> **Extracted information**
───
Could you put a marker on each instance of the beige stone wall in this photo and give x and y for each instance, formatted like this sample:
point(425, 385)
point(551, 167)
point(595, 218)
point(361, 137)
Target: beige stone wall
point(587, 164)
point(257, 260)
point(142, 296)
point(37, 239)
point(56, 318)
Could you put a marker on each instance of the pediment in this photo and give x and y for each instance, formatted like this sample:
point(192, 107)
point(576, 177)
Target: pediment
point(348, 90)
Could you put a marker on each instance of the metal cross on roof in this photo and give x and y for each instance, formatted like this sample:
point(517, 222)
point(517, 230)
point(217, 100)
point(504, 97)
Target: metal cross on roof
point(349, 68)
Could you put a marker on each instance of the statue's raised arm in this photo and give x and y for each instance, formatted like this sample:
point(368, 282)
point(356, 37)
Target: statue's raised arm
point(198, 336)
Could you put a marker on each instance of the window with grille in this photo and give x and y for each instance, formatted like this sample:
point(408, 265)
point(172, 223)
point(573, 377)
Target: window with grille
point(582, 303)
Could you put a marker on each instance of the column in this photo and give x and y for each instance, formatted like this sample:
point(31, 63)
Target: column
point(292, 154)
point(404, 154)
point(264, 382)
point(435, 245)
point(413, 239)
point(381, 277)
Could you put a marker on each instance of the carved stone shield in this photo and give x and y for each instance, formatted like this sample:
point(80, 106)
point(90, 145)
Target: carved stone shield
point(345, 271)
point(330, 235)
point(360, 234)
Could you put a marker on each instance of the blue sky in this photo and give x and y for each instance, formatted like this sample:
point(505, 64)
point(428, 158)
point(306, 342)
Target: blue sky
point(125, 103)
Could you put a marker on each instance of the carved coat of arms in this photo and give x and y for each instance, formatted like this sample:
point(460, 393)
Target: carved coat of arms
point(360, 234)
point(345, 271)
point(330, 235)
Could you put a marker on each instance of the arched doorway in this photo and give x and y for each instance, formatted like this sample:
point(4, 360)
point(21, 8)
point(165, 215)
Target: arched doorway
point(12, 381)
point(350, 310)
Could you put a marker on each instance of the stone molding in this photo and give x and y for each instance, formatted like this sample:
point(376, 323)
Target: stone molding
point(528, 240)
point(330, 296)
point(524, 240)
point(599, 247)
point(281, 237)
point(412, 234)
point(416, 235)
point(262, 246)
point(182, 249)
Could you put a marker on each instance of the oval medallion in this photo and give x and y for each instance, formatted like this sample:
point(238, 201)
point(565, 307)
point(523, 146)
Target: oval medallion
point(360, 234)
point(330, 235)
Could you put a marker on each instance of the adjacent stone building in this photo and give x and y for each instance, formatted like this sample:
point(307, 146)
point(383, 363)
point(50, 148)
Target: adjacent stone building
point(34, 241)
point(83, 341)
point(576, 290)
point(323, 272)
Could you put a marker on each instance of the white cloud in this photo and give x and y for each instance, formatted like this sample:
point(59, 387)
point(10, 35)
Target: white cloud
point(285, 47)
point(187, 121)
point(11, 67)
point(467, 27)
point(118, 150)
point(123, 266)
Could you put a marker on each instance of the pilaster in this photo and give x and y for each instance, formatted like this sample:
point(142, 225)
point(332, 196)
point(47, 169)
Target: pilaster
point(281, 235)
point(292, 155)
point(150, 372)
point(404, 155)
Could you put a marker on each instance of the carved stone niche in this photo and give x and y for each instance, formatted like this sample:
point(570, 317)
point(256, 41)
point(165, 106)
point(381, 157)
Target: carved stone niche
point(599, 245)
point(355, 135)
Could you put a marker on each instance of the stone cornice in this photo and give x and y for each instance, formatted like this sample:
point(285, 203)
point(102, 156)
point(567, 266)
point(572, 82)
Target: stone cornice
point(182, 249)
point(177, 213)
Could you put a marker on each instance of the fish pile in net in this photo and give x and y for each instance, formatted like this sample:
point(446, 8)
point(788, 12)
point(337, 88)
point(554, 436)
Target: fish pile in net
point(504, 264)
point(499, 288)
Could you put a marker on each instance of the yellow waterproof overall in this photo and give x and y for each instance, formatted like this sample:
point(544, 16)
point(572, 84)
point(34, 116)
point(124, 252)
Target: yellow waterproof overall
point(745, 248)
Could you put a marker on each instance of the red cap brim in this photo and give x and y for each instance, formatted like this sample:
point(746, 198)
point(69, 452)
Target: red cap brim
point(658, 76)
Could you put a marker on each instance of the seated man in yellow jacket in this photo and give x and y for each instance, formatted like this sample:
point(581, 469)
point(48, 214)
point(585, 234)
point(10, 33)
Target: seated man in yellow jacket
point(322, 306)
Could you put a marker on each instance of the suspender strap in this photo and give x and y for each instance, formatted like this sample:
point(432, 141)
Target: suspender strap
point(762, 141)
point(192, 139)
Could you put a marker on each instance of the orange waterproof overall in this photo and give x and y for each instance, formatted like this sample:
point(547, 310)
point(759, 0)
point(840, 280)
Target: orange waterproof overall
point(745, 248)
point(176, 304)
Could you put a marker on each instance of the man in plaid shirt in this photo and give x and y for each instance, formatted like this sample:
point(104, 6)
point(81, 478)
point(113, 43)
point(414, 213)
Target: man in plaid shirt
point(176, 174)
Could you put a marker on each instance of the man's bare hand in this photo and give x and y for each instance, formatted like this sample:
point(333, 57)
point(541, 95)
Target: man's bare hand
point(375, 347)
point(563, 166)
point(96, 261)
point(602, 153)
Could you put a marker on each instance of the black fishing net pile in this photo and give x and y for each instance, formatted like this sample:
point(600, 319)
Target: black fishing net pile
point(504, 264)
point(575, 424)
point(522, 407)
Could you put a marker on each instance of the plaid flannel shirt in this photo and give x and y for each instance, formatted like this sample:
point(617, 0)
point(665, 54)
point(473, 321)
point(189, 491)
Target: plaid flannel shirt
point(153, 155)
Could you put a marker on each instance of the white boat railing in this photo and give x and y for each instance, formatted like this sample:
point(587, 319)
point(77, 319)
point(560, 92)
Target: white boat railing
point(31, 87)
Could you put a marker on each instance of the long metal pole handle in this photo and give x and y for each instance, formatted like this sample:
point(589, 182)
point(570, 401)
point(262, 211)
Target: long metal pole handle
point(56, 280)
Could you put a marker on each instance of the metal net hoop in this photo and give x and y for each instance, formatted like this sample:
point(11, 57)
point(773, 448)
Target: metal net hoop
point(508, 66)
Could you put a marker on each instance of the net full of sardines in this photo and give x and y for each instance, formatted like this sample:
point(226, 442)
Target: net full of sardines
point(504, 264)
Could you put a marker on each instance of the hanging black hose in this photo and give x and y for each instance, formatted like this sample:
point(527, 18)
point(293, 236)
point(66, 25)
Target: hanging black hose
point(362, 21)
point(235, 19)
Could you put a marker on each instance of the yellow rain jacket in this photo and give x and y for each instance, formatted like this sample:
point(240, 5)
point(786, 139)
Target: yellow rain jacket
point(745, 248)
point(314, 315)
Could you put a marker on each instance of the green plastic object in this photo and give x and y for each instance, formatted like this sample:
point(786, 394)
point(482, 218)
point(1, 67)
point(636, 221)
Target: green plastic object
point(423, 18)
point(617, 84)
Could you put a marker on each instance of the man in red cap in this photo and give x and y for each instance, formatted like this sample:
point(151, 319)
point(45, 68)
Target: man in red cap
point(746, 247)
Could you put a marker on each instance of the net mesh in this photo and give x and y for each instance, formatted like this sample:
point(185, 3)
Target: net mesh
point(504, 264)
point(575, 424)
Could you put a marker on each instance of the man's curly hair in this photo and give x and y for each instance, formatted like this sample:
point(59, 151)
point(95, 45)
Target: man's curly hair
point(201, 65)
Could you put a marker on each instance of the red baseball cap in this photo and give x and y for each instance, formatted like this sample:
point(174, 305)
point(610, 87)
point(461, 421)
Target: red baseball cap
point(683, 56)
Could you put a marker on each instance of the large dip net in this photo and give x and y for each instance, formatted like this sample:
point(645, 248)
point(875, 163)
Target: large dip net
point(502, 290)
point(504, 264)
───
> **Instructions for the task**
The answer should be an exact copy of the lines from the first line of the data through the line with "point(576, 177)" and should contain nothing else.

> **Solution to this task**
Could you put a marker on each instance of the beige stone wall in this photo and give x and y for each instance, formatted like this sample:
point(425, 385)
point(551, 167)
point(595, 218)
point(361, 137)
Target: beige stone wall
point(587, 164)
point(257, 260)
point(142, 296)
point(37, 239)
point(56, 318)
Could you put a marker on each instance of the pediment in this photo and give x and y for each instance, formatted like this sample:
point(192, 107)
point(576, 177)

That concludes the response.